Lines before the one containing "Note: pick out each instance of the white-framed" are left out; copy that line and every later line through the end of the data exactly.

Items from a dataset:

+ + +

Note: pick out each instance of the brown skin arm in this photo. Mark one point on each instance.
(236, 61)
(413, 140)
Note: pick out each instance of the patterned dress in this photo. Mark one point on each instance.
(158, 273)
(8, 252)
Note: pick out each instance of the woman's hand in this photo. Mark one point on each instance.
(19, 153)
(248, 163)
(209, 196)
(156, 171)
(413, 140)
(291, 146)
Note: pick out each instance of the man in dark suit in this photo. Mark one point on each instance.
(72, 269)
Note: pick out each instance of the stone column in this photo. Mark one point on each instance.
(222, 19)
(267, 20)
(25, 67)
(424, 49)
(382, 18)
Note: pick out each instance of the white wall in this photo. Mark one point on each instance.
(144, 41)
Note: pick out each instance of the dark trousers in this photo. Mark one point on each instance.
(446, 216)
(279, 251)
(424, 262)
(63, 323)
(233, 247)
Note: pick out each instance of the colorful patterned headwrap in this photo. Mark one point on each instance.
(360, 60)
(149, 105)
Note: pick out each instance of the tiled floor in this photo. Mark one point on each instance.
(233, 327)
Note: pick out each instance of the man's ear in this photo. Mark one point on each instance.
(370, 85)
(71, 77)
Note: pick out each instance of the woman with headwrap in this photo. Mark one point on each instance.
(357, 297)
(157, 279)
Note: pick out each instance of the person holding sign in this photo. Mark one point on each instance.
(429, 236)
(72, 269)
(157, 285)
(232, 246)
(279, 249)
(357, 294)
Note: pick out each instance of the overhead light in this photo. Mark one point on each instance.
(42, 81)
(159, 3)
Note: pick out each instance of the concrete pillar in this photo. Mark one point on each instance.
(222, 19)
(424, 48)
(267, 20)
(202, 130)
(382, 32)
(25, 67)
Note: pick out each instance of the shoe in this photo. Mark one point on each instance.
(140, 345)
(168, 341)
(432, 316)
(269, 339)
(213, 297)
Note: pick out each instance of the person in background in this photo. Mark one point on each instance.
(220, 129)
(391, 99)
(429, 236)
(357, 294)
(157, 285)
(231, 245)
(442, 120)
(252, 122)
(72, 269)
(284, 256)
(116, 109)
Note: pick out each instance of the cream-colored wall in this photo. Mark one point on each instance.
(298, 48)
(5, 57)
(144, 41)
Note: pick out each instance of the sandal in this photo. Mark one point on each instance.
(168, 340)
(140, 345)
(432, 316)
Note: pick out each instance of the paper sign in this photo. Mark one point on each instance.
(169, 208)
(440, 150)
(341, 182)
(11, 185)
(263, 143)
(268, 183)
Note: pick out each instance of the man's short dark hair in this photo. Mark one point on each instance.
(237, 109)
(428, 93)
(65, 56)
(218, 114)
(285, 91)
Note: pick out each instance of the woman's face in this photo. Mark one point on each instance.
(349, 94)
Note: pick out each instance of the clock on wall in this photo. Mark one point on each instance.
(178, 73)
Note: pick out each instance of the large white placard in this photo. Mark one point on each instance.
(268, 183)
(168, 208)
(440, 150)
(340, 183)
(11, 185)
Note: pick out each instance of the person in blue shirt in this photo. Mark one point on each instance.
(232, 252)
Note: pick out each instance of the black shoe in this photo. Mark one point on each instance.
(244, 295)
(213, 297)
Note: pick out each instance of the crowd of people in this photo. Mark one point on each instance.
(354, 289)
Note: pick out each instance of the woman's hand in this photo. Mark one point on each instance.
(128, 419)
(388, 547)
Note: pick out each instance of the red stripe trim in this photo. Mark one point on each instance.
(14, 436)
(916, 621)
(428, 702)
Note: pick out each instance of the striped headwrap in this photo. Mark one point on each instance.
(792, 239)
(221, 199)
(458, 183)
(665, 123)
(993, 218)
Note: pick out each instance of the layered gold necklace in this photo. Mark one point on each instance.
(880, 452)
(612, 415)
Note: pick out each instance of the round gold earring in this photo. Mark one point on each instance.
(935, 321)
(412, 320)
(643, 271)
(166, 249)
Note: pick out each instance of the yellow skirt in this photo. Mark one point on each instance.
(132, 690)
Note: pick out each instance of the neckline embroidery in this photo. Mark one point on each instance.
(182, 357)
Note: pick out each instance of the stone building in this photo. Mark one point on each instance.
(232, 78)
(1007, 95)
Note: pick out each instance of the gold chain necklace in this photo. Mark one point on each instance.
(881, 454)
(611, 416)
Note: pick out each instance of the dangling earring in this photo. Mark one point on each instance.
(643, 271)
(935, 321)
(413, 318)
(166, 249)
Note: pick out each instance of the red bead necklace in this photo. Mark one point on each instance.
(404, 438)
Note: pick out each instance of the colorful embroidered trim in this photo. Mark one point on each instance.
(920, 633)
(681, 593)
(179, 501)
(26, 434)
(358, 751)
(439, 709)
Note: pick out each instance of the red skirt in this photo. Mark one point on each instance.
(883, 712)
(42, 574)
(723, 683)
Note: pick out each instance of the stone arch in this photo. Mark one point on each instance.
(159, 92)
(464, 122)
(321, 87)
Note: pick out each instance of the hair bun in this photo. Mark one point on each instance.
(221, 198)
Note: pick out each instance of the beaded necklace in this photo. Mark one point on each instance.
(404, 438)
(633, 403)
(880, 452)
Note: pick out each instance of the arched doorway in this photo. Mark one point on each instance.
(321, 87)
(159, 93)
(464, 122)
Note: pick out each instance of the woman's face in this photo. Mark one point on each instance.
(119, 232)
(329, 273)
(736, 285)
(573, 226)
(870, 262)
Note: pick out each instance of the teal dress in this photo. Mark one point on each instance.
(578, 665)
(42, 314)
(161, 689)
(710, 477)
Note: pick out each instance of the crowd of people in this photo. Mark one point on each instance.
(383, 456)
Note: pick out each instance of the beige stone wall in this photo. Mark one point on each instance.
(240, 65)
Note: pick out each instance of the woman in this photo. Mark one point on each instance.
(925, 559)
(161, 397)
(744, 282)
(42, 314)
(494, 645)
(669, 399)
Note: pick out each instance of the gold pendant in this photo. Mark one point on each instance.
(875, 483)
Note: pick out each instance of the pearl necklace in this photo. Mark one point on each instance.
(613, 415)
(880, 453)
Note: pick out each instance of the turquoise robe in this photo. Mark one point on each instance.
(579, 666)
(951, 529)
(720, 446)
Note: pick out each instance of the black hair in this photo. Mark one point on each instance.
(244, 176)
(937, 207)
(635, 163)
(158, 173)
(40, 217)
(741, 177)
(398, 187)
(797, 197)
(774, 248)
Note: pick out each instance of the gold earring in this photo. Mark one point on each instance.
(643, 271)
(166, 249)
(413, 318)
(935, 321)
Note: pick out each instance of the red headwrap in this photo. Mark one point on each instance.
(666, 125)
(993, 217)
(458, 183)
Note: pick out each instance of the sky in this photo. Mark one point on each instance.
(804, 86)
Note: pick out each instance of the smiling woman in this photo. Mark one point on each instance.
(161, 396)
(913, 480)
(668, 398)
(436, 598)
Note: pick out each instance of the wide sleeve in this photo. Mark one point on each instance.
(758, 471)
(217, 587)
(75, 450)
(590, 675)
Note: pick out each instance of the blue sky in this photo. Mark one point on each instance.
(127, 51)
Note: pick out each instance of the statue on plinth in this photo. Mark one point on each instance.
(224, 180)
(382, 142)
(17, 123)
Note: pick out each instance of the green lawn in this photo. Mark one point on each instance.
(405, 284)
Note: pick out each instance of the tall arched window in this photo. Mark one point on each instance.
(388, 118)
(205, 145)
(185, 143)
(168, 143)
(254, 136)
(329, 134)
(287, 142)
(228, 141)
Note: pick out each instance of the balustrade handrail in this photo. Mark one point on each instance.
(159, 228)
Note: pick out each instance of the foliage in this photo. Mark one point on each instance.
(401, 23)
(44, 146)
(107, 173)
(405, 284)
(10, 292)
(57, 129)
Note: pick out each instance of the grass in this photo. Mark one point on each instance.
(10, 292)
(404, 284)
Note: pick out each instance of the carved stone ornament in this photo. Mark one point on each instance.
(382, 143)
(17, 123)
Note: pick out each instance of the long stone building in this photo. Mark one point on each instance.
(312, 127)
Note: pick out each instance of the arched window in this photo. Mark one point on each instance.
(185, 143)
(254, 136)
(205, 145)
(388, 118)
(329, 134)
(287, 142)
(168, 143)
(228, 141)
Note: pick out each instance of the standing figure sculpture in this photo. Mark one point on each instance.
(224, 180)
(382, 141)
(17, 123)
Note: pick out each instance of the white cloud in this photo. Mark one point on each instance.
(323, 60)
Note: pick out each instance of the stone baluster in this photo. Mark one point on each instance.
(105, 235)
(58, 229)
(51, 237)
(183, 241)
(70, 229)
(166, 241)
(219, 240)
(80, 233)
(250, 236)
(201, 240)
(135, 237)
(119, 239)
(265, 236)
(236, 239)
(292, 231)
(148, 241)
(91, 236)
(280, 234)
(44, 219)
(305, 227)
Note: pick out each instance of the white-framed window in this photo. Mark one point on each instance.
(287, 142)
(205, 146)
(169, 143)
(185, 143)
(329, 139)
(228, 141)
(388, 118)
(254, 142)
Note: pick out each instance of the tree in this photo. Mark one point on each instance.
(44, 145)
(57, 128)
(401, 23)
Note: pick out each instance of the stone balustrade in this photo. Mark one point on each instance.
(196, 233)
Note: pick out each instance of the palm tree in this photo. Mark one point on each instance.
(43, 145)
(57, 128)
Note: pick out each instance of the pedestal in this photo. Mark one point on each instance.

+ + +

■ **WRITTEN ANSWER**
Note: pick out each instance of the white-framed window in this photo. Mark one point on each instance.
(287, 142)
(205, 146)
(169, 143)
(185, 143)
(329, 139)
(228, 141)
(388, 118)
(254, 142)
Note: pick out each instance of the tree in this photo. Mark one point on each instance.
(44, 145)
(57, 128)
(401, 23)
Note: pick out each instance of the stone balustrade in this photo. Mark one point on each instance.
(196, 233)
Note: pick out each instance of the palm tree in this photo. Mark one point on each instance.
(43, 145)
(57, 128)
Note: pick out each instance of the pedestal in this photo. Mark one point on each instance.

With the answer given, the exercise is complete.